▶ FRAGMENTO SELECCIONADO:
En tanto aquello pudiera acaecer, tenía la ruta establecida; invariable, porque cambiar no era importante, lo que interesaba era subsistir. Quizás un día cambie de ciudad, se planteó. Puede que alguien entonces se pregunte sobre aquél pobre.

Sonrió... Por primera vez oteó en su horizonte algo más que precipicios. 

Con la tranquilidad de no tener que dar explicaciones a nadie, recogió la escuálida bolsa -donde a las monedas les costaban tintinear de tanto que rebotaban entre las plastificadas paredes-, se levantó y asió sus bártulos. 
Cargó su mochila al hombro y se encaminó hacia un destino diferente al que siempre tomaba.

Sin mirar atrás, con un rostro despejado y aliviado que reflejaba a quien se hallaba en paz, caminaba hacia el desconocido destino, ese que creía no tener

jueves, 7 de agosto de 2014

Una ventana a La Isla


Rebuscando entre las innumerables páginas que existen en internet, nos alegra y sorprende encontrarnos con alguna dedicada a nuestras raíces. Al lugar donde nacimos o de donde venimos, en el caso de los exiliados o errantes que salimos de ella.

Es el caso de mi tierra: San Fernando. Un lugar pequeño, perdido entre la propia historia de Cádiz, comido por la vehemencia turística de otras poblaciones que lo circundan, abandonado por la propia desidia de quienes sólo parloteaban criticándolo, humillado por los que les quisieron vender oro y se fueron ellos con sus bolsillos llenos, dejándolo cariacontecido.

▶ MATERIAL PROPORCIONADO:
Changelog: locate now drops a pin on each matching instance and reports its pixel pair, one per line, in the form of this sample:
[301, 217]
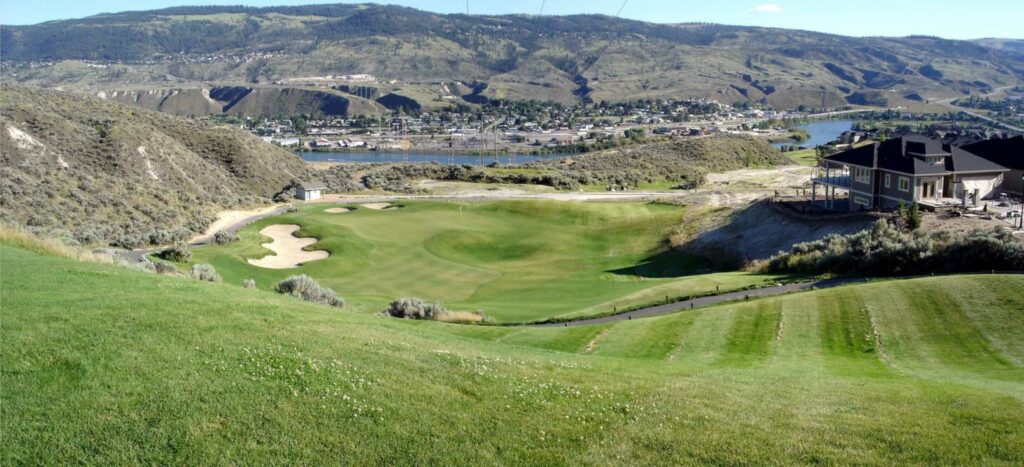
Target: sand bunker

▶ TAREAS A REALIZAR:
1/ Responde según el fragmento seleccionado:
(a) ¿Qué hace con su mochila quien recoge la escuálida bolsa?
(b) ¿Qué fecha aparece sobre el título «Una ventana a La Isla»?
(c) ¿Cuál es la tierra de quien escribe esa entrada?
2/ Prolonga el fragmento seleccionado sobre San Fernando a partir de su última frase.

▶ RESPUESTAS POR TAREA:
1/
(a) La carga al hombro.
(b) Jueves, 7 de agosto de 2014.
(c) San Fernando.

2/
San Fernando, es una de esas nubes que vemos pasar por el cielo. Hermosa, solitaria, de pasar sigiloso, y llena del humo con el que le engañaron mil veces. 

San Fernando, La Isla, el apellido con el que el castizo, el flamenco, el torero, el orgulloso de su origen usa para definir su linaje geográfico, es un sitio donde la paz se instala para morir. Los más aviesos y sarcásticos me dirán que de pena, aquellos que como yo echan en falta pasearla y sentir los sonidos que reverberan entre los muros de sus calles encaladas, acordarán que la paz va a buscar allí su retiro. 

San Fernando, La Isla, como se guste llamar a este pedazo de tierra anclada en el centro de la bahía gaditana, donde la visión de su perfil dibujado sobre el lienzo azulino es una imagen de cartel que de forma inevitable permanece en la retina de sus hijos, es un emplazamiento particular que parece no tener nada y sin embargo, entre sus venas de sal, se oculta un tesoro de Historia que ni sus habitantes conocíamos y por tanto fuimos incapaces de expandir. De aquellas tierras estos lodos.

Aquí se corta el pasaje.